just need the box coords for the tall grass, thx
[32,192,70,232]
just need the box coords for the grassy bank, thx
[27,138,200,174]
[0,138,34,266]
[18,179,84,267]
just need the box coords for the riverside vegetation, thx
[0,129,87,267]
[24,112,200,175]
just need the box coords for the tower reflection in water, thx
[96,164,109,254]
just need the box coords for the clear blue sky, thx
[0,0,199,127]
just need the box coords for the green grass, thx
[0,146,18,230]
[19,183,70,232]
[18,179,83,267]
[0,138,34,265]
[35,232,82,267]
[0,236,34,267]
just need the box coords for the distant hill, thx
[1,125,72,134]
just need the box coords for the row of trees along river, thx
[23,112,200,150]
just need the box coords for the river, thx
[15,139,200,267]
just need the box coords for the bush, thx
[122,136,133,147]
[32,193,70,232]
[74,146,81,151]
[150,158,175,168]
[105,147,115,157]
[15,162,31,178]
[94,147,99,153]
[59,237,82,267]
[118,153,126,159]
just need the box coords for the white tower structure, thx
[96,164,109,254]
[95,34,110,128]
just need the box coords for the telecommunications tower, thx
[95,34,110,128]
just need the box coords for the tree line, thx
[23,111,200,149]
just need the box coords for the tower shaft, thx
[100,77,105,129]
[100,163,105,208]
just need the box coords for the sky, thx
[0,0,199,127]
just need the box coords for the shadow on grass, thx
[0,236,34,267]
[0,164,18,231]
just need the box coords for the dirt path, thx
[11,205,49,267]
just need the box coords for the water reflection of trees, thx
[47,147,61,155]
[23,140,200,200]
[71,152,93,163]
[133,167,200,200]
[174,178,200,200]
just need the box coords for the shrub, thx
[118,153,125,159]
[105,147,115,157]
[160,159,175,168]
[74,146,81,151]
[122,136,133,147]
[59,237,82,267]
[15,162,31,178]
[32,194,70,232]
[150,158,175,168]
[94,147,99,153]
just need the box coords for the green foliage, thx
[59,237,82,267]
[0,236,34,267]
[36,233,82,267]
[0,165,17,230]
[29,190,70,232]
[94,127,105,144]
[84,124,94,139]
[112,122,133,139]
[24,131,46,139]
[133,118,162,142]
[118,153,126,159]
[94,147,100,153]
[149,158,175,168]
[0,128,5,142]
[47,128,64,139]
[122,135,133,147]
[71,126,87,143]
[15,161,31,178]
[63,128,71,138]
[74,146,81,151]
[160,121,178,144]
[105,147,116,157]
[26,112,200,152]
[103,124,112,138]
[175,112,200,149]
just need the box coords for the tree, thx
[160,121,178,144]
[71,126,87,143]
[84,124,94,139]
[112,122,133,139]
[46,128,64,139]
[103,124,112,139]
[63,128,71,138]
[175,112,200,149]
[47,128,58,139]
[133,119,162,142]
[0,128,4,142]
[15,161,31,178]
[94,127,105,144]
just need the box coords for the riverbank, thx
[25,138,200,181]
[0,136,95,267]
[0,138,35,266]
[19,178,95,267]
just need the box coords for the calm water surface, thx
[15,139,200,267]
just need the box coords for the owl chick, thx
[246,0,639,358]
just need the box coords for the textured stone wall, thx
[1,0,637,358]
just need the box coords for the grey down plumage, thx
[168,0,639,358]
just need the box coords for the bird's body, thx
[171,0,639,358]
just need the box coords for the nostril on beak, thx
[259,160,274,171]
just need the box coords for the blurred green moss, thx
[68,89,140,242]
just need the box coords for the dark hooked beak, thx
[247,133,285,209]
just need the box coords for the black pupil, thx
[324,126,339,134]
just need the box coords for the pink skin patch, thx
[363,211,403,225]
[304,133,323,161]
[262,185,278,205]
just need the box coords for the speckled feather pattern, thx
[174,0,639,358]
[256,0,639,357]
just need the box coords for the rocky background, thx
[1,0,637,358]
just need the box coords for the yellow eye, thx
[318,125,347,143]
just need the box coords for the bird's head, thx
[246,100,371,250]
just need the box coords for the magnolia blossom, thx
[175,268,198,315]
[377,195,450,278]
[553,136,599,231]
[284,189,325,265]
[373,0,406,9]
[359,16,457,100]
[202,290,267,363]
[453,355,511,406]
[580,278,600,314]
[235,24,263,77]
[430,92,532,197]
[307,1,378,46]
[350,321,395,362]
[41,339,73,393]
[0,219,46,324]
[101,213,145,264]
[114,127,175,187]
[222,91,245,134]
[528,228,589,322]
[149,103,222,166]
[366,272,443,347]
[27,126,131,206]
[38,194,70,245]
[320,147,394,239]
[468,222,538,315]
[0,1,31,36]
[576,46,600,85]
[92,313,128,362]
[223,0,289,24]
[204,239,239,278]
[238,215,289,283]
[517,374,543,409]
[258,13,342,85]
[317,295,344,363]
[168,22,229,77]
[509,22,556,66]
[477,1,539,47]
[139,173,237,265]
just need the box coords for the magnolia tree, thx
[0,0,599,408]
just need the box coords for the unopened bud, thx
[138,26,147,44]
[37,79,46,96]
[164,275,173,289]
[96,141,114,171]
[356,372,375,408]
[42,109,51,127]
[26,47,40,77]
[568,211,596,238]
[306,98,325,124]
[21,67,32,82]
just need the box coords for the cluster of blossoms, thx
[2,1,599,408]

◇ ◇ ◇

EXERCISE GOAL. Output the complete data verbatim.

RESPONSE BELOW.
just need the box coords for the tall grass, thx
[32,192,70,232]
just need the box coords for the grassy bank, thx
[27,138,200,174]
[0,138,34,266]
[18,179,84,267]
just need the box coords for the riverside vegetation, thx
[0,129,87,267]
[24,112,200,175]
just need the box coords for the tower reflection in water, thx
[96,164,109,254]
just need the box coords for the clear blue sky, thx
[0,0,199,127]
just need the box coords for the green grass, thx
[0,146,18,230]
[19,183,70,232]
[18,179,83,267]
[0,138,34,265]
[35,232,82,267]
[0,236,34,267]
just need the box coords for the distant hill, thx
[1,125,72,134]
just need the box coords for the row of trees along river, thx
[23,112,200,150]
just need the box coords for the river, thx
[15,139,200,267]
just need the box coords for the bush, thx
[122,136,133,147]
[32,193,70,232]
[74,146,81,151]
[150,158,175,168]
[105,147,115,157]
[15,162,31,178]
[94,147,99,153]
[59,237,82,267]
[118,153,126,159]
just need the box coords for the white tower structure, thx
[96,164,109,254]
[95,34,110,128]
just need the box coords for the telecommunications tower, thx
[95,34,110,128]
just need the box coords for the tree line, thx
[23,111,200,149]
just need the box coords for the tower shaft, thx
[100,77,105,129]
[100,163,105,208]
just need the box coords for the sky, thx
[0,0,199,127]
just need the box coords for the shadow on grass, thx
[0,236,34,267]
[0,164,18,231]
just need the box coords for the dirt path, thx
[11,205,49,267]
just need the box coords for the water reflection of trees, thx
[47,147,61,155]
[23,140,200,200]
[71,152,93,163]
[133,167,200,200]
[174,178,200,200]
just need the box coords for the shrub, thx
[118,153,125,159]
[105,147,115,157]
[160,159,175,168]
[74,146,81,151]
[122,136,133,147]
[59,237,82,267]
[15,162,31,178]
[32,194,70,232]
[150,158,175,168]
[94,147,99,153]
just need the box coords for the green foliage, thx
[59,237,82,267]
[0,236,34,267]
[36,233,82,267]
[0,165,17,230]
[29,190,70,232]
[94,127,105,144]
[84,124,94,139]
[112,122,133,139]
[24,131,46,139]
[133,118,162,142]
[118,153,126,159]
[94,147,100,153]
[149,158,175,168]
[0,128,5,142]
[47,128,64,139]
[122,135,133,147]
[71,126,87,143]
[15,161,31,178]
[63,128,71,138]
[74,146,81,151]
[160,121,178,144]
[105,147,116,157]
[26,112,200,152]
[103,124,112,138]
[175,112,200,149]
just need the box coords for the tree, thx
[160,121,178,144]
[71,126,87,143]
[84,124,94,139]
[112,122,133,139]
[46,128,64,139]
[103,124,112,139]
[63,128,71,138]
[175,112,200,149]
[47,128,58,139]
[133,119,162,142]
[0,128,4,142]
[15,161,31,178]
[94,127,105,144]
just need the box coords for the riverbank, thx
[25,138,200,181]
[0,136,95,267]
[0,138,35,266]
[19,178,95,267]
just need the box coords for the calm water surface, thx
[15,139,200,267]
just need the box coords for the owl chick, thx
[246,0,639,358]
just need the box coords for the textured stone wall, thx
[1,0,637,358]
just need the box coords for the grey down plumage, thx
[168,0,639,358]
just need the box coords for the bird's body, thx
[171,0,639,358]
just need the box coords for the nostril on beak, thx
[259,160,274,171]
just need the box coords for the blurred green moss, thx
[68,89,140,242]
just need the box coords for the dark hooked beak, thx
[247,133,285,209]
just need the box coords for the black pupil, thx
[324,126,339,134]
just need the box coords for the pink skin patch, thx
[363,211,403,225]
[304,133,323,161]
[262,185,278,205]
just need the box coords for the speckled feather pattern, thx
[174,0,639,358]
[256,0,639,357]
just need the box coords for the rocky background, thx
[1,0,637,358]
just need the box coords for the yellow eye, thx
[318,125,347,143]
just need the box coords for the bird's head, thx
[246,100,371,250]
just need the box coords for the magnolia blossom, thx
[175,268,198,315]
[377,195,450,278]
[553,136,599,231]
[284,189,325,265]
[373,0,406,9]
[359,16,457,100]
[202,290,267,363]
[453,355,511,406]
[580,278,600,314]
[235,24,263,77]
[430,92,532,197]
[307,1,378,46]
[350,321,395,362]
[41,339,73,393]
[0,219,46,324]
[101,213,145,264]
[114,127,175,187]
[222,91,245,134]
[528,228,589,322]
[149,103,222,166]
[366,272,443,347]
[27,126,131,206]
[38,194,70,245]
[320,147,394,239]
[468,222,538,315]
[0,1,31,36]
[576,46,600,85]
[92,313,128,362]
[223,0,289,24]
[204,239,239,278]
[238,215,289,283]
[517,374,543,409]
[258,13,342,85]
[317,295,344,363]
[168,22,229,77]
[509,22,556,66]
[477,1,539,47]
[139,173,237,265]
just need the box coords for the magnolia tree, thx
[0,0,599,408]
just need the box coords for the unopened bud, thx
[138,26,147,44]
[37,79,46,96]
[164,275,173,289]
[96,141,114,171]
[356,372,375,408]
[42,109,51,127]
[26,47,40,77]
[568,211,596,238]
[306,98,325,124]
[21,67,32,82]
just need the box coords for the cluster of blossoms, thx
[2,1,599,408]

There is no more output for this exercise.